:: DATASET EXTRACT ::
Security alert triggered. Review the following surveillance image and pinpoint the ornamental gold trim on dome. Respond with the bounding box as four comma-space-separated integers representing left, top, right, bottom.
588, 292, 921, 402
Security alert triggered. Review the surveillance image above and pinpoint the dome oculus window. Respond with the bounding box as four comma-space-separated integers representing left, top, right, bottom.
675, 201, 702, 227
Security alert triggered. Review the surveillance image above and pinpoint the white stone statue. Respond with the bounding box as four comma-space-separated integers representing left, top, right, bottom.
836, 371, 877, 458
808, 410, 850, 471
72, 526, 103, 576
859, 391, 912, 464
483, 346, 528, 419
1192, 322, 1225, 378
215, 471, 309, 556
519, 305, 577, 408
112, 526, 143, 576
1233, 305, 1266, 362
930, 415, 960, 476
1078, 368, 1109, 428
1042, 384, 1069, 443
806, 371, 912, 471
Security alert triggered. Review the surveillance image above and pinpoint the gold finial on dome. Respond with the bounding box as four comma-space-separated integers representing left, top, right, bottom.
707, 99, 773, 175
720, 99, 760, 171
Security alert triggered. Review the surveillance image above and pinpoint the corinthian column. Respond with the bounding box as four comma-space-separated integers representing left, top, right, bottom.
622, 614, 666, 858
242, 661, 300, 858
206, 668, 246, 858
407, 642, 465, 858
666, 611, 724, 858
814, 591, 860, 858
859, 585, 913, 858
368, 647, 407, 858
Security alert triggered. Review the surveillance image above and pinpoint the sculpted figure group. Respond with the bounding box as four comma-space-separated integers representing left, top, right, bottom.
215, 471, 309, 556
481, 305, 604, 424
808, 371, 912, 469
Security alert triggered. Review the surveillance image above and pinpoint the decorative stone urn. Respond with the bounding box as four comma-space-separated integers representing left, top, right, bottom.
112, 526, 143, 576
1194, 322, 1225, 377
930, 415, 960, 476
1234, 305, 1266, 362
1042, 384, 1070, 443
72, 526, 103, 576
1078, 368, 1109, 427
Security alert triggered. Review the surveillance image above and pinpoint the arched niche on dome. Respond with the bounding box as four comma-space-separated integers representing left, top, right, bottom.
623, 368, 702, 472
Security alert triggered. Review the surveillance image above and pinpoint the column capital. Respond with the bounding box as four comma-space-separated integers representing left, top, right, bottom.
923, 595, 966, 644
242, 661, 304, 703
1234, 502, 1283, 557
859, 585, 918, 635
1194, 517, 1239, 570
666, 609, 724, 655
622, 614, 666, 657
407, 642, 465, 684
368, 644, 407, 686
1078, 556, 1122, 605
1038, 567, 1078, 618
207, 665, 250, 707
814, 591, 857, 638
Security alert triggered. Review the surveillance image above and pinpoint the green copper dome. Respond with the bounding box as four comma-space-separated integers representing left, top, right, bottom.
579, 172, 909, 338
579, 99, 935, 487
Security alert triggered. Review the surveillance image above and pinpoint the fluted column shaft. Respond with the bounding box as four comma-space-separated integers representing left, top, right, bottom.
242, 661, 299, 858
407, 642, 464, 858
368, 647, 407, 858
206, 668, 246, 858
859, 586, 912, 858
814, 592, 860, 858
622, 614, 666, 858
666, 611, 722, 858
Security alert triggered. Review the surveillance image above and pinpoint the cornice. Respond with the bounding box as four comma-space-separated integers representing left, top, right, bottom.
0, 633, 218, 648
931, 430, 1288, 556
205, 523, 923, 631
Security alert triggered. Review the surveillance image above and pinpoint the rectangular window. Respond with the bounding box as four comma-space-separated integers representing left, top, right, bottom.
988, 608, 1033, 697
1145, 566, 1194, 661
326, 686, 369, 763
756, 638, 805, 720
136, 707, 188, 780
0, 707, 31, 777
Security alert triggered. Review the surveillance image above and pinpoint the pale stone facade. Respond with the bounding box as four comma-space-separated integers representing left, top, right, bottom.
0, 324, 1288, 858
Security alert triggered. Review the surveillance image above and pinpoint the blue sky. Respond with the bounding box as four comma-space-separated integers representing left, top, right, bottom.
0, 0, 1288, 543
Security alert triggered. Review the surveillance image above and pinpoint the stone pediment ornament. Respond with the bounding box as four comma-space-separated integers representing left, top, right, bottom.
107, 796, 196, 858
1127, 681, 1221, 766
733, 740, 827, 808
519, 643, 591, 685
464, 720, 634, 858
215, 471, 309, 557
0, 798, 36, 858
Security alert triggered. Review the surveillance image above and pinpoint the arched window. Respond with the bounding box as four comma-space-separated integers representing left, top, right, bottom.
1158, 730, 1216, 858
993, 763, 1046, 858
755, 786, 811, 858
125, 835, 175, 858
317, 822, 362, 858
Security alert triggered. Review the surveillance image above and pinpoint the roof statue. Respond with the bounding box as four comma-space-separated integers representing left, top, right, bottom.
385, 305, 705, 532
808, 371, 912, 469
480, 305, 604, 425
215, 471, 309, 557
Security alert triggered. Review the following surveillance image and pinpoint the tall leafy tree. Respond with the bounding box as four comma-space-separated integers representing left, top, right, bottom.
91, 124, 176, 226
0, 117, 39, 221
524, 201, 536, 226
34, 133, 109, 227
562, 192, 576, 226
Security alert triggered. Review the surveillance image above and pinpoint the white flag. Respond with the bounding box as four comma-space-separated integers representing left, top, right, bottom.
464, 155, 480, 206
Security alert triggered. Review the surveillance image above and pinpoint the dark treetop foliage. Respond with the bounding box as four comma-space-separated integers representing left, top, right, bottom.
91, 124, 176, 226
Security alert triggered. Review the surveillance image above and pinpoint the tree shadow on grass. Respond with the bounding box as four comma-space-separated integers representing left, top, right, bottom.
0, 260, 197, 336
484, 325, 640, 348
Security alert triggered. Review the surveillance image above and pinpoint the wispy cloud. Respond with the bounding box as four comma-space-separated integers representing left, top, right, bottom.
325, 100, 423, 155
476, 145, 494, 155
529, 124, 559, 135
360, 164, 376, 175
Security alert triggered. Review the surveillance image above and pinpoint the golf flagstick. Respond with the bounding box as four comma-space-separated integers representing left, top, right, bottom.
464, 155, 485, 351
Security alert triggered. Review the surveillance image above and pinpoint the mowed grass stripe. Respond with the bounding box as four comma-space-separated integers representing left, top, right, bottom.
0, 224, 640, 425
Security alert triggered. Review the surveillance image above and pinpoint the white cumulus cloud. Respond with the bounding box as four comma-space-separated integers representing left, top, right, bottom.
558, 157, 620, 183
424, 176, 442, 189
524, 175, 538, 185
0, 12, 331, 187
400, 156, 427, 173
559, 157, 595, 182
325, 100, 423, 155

:: EXERCISE DESCRIPTION ::
Put the entries into a Markdown table with the columns Row and Entry, numbering each row and leaving out any blank lines. Begin at the line that contains "pinpoint the column" and stop after the line that contains "205, 523, 923, 631".

:: TASK RESPONSE ::
| Row | Entry |
|---|---|
| 1 | Security alert triggered. Review the surveillance image above and pinpoint the column capital. Respond with the bounding box as four comma-space-separated integers representing left, top, right, bottom. |
| 2 | 923, 595, 966, 644 |
| 3 | 242, 661, 304, 703 |
| 4 | 1234, 502, 1283, 557 |
| 5 | 859, 585, 918, 635 |
| 6 | 1194, 517, 1239, 570 |
| 7 | 666, 609, 724, 655 |
| 8 | 622, 614, 666, 657 |
| 9 | 407, 642, 465, 684 |
| 10 | 368, 644, 407, 686 |
| 11 | 1078, 556, 1122, 605 |
| 12 | 1038, 567, 1078, 618 |
| 13 | 207, 665, 250, 707 |
| 14 | 814, 591, 857, 638 |
| 15 | Security alert triggered. Review the surveillance image above and pinpoint the green copper dome. Respond with the bounding box as four comma-space-separated integers representing left, top, right, bottom. |
| 16 | 579, 172, 909, 338 |
| 17 | 579, 99, 935, 487 |
| 18 | Security alert triggered. Review the surveillance image above and pinpoint the fluted column shaft. Respond with the bounding box as four comma-space-separated integers representing left, top, right, bottom. |
| 19 | 242, 661, 299, 858 |
| 20 | 407, 642, 464, 858 |
| 21 | 368, 647, 407, 858 |
| 22 | 206, 668, 246, 858 |
| 23 | 859, 586, 912, 858 |
| 24 | 814, 592, 860, 858 |
| 25 | 622, 614, 666, 858 |
| 26 | 666, 611, 722, 858 |
| 27 | Security alert triggered. Review the surveillance image above and pinpoint the cornice. Respond with the bounding box as four comma-space-separated integers representing left, top, right, bottom. |
| 28 | 0, 633, 218, 648 |
| 29 | 931, 430, 1288, 556 |
| 30 | 205, 523, 923, 631 |